→ Exercise directions: Copy every line of the material below, shifting each recorded point by adding 144 to both of its coordinates. Keep all other lines unchanged, and leave out the pictures.

Records from a data collection:
-- Begin --
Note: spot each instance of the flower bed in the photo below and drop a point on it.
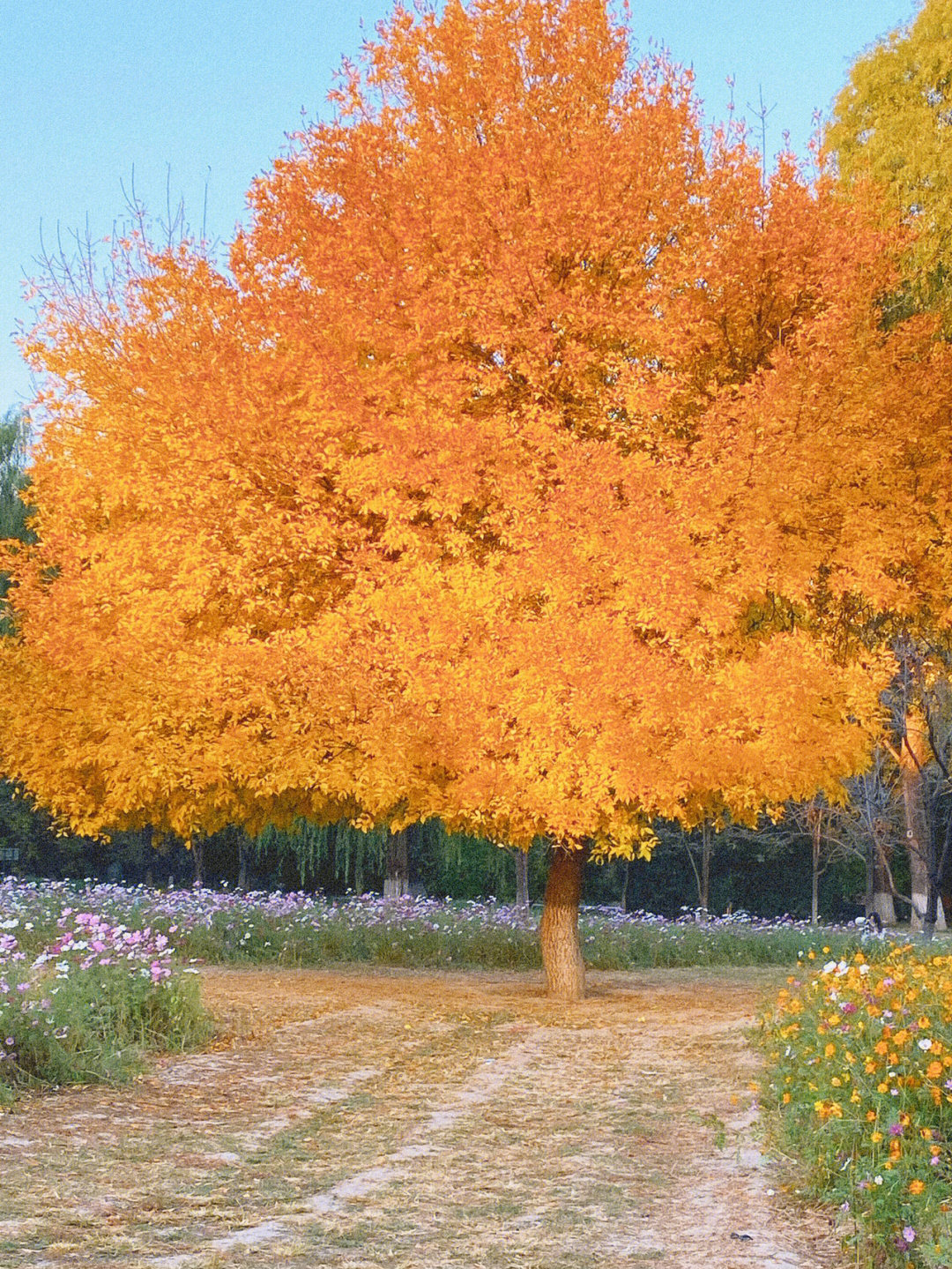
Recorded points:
(90, 1002)
(861, 1084)
(306, 929)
-- End --
→ Solution to the exercise:
Note: spot each instance of the flower bed in the photo below and drop a point on it.
Recorded points:
(234, 1146)
(1005, 1228)
(450, 1073)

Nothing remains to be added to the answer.